Task to complete:
Retype only what runs from the line that contains "Task: identify the rocky" through the last line of the listing below, both lines included.

Exercise materials:
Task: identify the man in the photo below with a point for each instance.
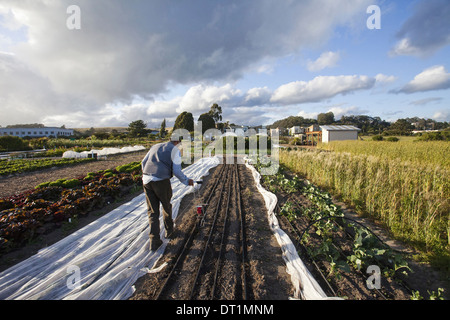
(159, 165)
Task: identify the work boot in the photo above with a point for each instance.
(155, 244)
(169, 234)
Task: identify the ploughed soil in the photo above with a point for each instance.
(265, 267)
(266, 271)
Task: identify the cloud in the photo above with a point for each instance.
(127, 51)
(427, 31)
(425, 101)
(442, 115)
(433, 78)
(326, 60)
(381, 78)
(320, 88)
(339, 111)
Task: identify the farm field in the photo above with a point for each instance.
(404, 185)
(264, 266)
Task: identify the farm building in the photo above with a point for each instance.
(333, 133)
(316, 133)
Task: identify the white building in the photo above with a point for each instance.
(296, 130)
(334, 133)
(36, 132)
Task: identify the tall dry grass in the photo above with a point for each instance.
(411, 198)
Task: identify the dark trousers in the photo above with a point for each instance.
(159, 192)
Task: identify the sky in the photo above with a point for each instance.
(107, 63)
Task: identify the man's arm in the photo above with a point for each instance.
(176, 168)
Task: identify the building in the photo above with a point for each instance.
(279, 131)
(36, 132)
(296, 130)
(334, 133)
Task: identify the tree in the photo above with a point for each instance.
(162, 130)
(400, 127)
(137, 128)
(207, 122)
(185, 120)
(325, 118)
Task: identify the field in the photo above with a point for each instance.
(235, 241)
(403, 184)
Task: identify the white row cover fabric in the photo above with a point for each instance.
(111, 253)
(102, 152)
(101, 261)
(306, 287)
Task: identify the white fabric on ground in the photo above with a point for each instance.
(108, 255)
(306, 287)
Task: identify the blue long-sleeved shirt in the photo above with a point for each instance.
(176, 166)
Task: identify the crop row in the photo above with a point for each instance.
(412, 200)
(50, 205)
(21, 165)
(327, 220)
(340, 247)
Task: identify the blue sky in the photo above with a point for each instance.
(261, 60)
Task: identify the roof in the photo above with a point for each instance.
(340, 128)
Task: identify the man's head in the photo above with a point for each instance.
(175, 139)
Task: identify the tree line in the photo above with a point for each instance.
(369, 125)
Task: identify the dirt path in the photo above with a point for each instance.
(265, 268)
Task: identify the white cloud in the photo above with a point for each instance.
(442, 115)
(381, 78)
(426, 31)
(126, 51)
(433, 78)
(339, 111)
(326, 60)
(320, 88)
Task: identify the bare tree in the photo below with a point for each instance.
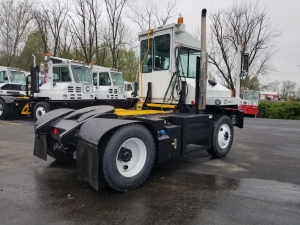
(116, 35)
(147, 14)
(287, 88)
(243, 22)
(86, 28)
(51, 19)
(15, 25)
(274, 86)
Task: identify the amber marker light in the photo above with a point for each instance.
(180, 19)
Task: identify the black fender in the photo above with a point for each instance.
(42, 129)
(42, 124)
(87, 142)
(7, 98)
(66, 121)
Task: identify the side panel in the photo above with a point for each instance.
(42, 129)
(195, 129)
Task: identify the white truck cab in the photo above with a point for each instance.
(171, 59)
(66, 80)
(108, 83)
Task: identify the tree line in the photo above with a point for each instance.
(86, 30)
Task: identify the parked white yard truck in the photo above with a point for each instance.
(69, 84)
(12, 84)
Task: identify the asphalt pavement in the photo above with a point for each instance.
(258, 182)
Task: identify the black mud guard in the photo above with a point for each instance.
(42, 128)
(7, 98)
(87, 141)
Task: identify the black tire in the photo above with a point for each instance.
(223, 127)
(13, 113)
(40, 109)
(142, 151)
(5, 110)
(63, 155)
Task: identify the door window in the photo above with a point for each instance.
(61, 74)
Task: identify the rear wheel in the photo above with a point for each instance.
(4, 110)
(128, 157)
(222, 137)
(40, 109)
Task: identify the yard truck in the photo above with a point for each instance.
(177, 107)
(68, 84)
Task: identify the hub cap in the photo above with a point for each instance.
(224, 136)
(131, 157)
(40, 111)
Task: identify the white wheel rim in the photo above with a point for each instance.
(1, 109)
(224, 136)
(40, 111)
(136, 163)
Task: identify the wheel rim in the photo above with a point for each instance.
(131, 157)
(40, 111)
(224, 136)
(1, 109)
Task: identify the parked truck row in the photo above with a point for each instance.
(68, 84)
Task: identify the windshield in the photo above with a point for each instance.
(117, 78)
(17, 77)
(251, 95)
(128, 87)
(81, 74)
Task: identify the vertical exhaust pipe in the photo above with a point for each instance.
(203, 65)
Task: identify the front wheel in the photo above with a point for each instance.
(128, 157)
(222, 137)
(40, 109)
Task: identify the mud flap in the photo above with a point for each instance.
(87, 163)
(40, 147)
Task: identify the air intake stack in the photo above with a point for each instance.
(203, 65)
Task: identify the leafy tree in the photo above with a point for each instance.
(287, 88)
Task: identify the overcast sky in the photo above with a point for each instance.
(286, 17)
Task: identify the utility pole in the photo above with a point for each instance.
(238, 71)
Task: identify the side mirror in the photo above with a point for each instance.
(42, 67)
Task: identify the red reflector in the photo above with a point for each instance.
(55, 131)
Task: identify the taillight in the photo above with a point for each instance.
(55, 131)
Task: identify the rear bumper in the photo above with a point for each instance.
(249, 110)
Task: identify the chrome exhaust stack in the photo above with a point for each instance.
(203, 64)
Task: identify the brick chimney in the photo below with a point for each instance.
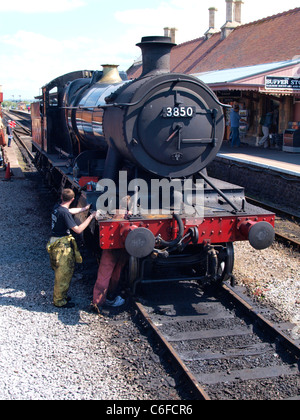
(238, 11)
(170, 32)
(211, 26)
(229, 10)
(231, 14)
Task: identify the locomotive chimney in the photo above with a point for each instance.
(110, 74)
(212, 17)
(156, 51)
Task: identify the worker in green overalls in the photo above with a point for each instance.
(62, 246)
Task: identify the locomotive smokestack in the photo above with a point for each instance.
(156, 51)
(110, 74)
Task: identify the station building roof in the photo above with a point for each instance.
(273, 39)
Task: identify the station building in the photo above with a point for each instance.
(256, 65)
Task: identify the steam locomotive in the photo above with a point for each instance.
(147, 141)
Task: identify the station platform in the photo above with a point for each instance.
(270, 159)
(268, 175)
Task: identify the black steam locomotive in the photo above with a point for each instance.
(147, 141)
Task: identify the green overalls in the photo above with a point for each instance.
(63, 254)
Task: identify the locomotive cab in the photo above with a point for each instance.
(148, 140)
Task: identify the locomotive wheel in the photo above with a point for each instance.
(226, 263)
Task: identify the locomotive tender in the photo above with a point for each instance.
(95, 131)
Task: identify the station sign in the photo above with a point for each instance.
(277, 82)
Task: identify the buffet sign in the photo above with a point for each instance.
(276, 82)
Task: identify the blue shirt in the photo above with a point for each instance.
(234, 119)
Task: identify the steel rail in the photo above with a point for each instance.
(196, 387)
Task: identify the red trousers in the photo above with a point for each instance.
(109, 273)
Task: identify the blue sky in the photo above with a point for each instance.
(40, 40)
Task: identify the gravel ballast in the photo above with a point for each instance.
(51, 353)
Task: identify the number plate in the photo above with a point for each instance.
(179, 112)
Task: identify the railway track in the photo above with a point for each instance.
(222, 345)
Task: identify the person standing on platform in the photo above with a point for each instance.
(62, 247)
(9, 134)
(235, 126)
(266, 122)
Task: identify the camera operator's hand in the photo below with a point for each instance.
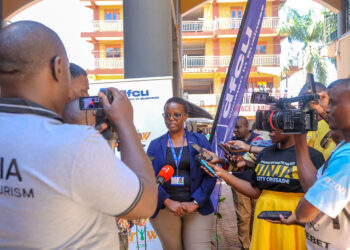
(120, 114)
(321, 105)
(222, 173)
(291, 220)
(189, 207)
(215, 158)
(238, 144)
(120, 110)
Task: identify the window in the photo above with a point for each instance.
(260, 49)
(236, 14)
(112, 52)
(112, 15)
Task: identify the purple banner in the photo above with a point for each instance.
(237, 74)
(236, 80)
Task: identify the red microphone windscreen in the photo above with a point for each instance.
(166, 172)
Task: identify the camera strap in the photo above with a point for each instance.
(336, 224)
(23, 106)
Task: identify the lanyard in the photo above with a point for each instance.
(177, 159)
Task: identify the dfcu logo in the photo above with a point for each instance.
(143, 136)
(136, 93)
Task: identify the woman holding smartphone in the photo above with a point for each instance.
(274, 181)
(184, 217)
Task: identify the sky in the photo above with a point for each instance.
(69, 18)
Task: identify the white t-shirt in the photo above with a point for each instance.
(331, 195)
(60, 186)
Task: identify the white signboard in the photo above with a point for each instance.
(250, 109)
(147, 96)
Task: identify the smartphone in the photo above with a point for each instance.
(235, 148)
(274, 215)
(90, 102)
(221, 145)
(204, 154)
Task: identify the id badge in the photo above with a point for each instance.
(177, 181)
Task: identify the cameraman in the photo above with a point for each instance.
(79, 85)
(326, 205)
(61, 185)
(321, 139)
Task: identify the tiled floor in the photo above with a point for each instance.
(226, 227)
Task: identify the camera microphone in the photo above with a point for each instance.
(165, 174)
(204, 164)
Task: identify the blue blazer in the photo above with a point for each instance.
(202, 184)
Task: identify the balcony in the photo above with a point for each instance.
(330, 27)
(107, 26)
(197, 26)
(224, 61)
(235, 23)
(109, 63)
(224, 24)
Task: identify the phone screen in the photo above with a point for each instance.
(260, 97)
(90, 102)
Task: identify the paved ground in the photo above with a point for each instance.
(226, 226)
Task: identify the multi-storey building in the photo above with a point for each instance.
(209, 32)
(337, 34)
(209, 35)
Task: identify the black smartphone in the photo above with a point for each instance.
(90, 102)
(260, 97)
(274, 215)
(221, 145)
(205, 155)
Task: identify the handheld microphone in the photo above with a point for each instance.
(204, 164)
(165, 174)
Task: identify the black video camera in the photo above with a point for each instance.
(94, 103)
(285, 117)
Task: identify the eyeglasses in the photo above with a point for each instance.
(176, 116)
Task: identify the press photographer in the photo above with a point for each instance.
(285, 117)
(61, 185)
(326, 205)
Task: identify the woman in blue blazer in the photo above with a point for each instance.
(184, 217)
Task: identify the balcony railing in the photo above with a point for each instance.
(330, 27)
(235, 23)
(109, 63)
(108, 25)
(224, 24)
(224, 61)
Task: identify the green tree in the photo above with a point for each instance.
(307, 30)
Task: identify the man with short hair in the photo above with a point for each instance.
(61, 185)
(244, 205)
(321, 139)
(326, 205)
(79, 86)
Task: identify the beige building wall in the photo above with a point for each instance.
(340, 49)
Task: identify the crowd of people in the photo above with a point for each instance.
(63, 187)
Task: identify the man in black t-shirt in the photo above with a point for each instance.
(243, 204)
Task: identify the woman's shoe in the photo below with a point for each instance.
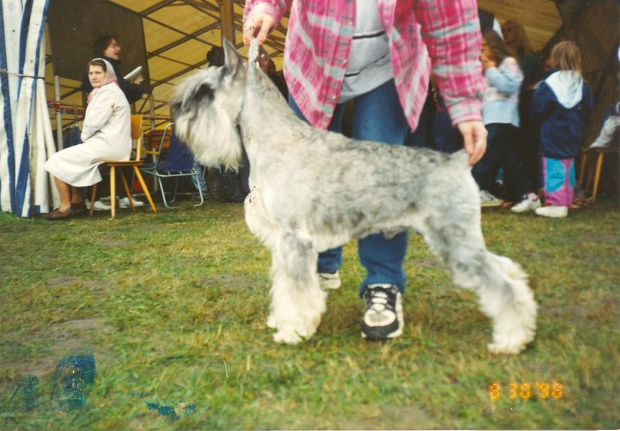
(60, 215)
(78, 208)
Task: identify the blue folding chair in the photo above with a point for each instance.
(171, 158)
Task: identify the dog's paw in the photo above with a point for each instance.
(288, 336)
(272, 322)
(511, 343)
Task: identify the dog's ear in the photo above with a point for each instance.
(232, 60)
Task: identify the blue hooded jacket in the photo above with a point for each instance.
(562, 103)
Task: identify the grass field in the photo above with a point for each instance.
(174, 304)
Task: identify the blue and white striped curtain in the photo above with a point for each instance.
(25, 131)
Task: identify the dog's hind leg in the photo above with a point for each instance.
(500, 284)
(297, 299)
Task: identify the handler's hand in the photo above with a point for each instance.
(474, 138)
(258, 25)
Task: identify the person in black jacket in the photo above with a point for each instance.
(108, 48)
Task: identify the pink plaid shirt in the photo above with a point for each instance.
(445, 33)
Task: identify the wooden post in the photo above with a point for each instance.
(227, 19)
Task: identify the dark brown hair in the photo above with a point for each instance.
(496, 44)
(98, 62)
(566, 56)
(102, 43)
(522, 42)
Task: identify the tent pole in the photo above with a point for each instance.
(58, 113)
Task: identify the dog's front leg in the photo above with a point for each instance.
(297, 299)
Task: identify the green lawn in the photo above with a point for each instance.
(174, 305)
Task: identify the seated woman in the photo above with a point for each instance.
(106, 134)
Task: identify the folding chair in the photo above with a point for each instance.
(175, 162)
(599, 153)
(136, 134)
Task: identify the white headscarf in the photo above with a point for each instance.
(110, 77)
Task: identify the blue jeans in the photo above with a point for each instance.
(377, 116)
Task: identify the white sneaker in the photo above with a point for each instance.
(329, 281)
(526, 204)
(488, 200)
(384, 312)
(553, 211)
(124, 203)
(99, 206)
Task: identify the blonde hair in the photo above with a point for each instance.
(566, 56)
(521, 40)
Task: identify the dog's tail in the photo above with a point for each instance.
(253, 67)
(461, 157)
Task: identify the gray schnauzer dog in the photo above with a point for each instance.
(312, 190)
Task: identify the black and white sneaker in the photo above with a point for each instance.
(384, 312)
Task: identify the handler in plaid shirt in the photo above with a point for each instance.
(378, 53)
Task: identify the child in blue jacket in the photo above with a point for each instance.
(562, 103)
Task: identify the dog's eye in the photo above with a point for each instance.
(203, 91)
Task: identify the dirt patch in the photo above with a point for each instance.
(228, 281)
(58, 339)
(393, 417)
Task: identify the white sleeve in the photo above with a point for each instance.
(497, 28)
(98, 112)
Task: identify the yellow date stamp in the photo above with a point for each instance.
(526, 390)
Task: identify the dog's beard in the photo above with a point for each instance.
(211, 136)
(204, 124)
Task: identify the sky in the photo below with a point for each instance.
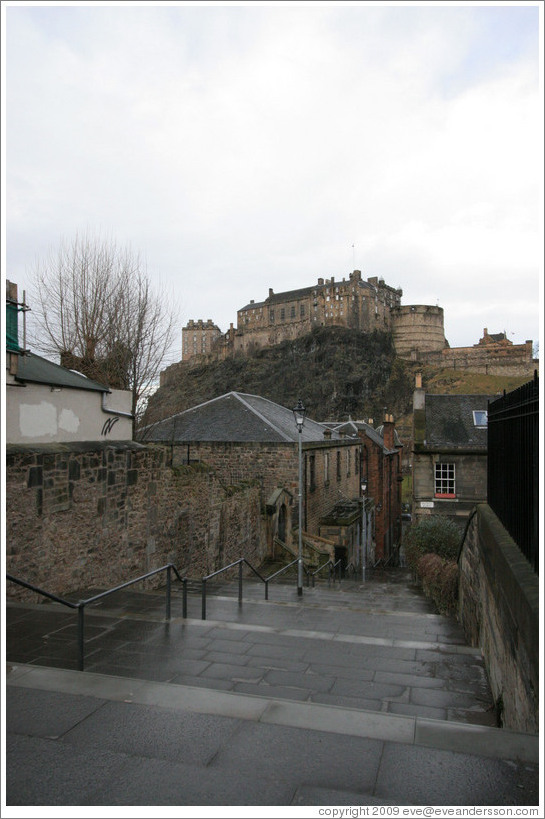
(239, 147)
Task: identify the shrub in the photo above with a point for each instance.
(435, 534)
(439, 581)
(431, 548)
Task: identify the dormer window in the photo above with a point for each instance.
(480, 419)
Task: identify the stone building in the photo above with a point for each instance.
(354, 303)
(199, 338)
(417, 330)
(248, 438)
(449, 454)
(381, 471)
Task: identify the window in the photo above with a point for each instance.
(312, 464)
(480, 418)
(445, 485)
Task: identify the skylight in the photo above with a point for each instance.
(480, 418)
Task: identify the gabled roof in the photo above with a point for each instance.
(38, 370)
(235, 417)
(450, 422)
(352, 428)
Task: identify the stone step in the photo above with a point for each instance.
(367, 648)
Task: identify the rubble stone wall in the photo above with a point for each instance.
(96, 515)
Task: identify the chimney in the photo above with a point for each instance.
(388, 427)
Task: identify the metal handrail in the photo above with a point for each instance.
(281, 571)
(332, 570)
(80, 606)
(240, 562)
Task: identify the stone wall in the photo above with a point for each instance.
(95, 515)
(499, 610)
(511, 360)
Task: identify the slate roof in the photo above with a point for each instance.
(450, 424)
(38, 370)
(235, 417)
(351, 428)
(303, 292)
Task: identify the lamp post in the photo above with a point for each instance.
(299, 415)
(363, 529)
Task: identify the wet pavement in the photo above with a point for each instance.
(357, 694)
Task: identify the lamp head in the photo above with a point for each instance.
(299, 415)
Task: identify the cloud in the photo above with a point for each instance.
(247, 147)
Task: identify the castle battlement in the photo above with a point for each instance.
(358, 304)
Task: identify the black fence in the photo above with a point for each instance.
(513, 465)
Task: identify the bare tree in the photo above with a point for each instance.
(94, 307)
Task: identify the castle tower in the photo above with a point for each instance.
(418, 328)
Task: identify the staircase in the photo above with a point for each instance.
(356, 693)
(375, 646)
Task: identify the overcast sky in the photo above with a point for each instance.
(247, 146)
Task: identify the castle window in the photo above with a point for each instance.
(445, 481)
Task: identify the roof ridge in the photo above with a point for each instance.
(239, 396)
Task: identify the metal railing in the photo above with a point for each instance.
(240, 563)
(513, 465)
(80, 606)
(332, 571)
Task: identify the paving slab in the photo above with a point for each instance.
(165, 744)
(282, 702)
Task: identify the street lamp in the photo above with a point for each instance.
(363, 529)
(299, 415)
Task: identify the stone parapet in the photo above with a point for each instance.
(499, 610)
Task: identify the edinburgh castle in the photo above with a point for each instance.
(417, 330)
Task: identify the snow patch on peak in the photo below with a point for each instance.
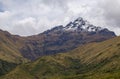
(82, 25)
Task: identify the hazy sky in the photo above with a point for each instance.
(28, 17)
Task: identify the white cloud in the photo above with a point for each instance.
(28, 17)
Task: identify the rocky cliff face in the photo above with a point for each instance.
(64, 38)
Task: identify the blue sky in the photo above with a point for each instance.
(29, 17)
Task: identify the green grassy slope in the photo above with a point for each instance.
(9, 46)
(90, 61)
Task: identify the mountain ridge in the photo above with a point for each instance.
(98, 61)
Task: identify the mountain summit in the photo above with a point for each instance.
(81, 25)
(64, 38)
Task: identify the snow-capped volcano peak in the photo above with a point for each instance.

Response to this task:
Task: identify the rocky cliff face in the photo above with a point for each instance.
(64, 38)
Task: identify the blue sky in the photo above with a point for each instance.
(29, 17)
Task: identify the green grassy slope in the photo above with a point for each instance.
(9, 46)
(90, 61)
Task: identify the mountain ridge in the photo above with a point for each instance.
(98, 61)
Task: identify the mountain summit in the photo above with a point for each instance.
(81, 25)
(64, 38)
Task: identify the snow-capped volcano peak in the photo above with a point for each instance.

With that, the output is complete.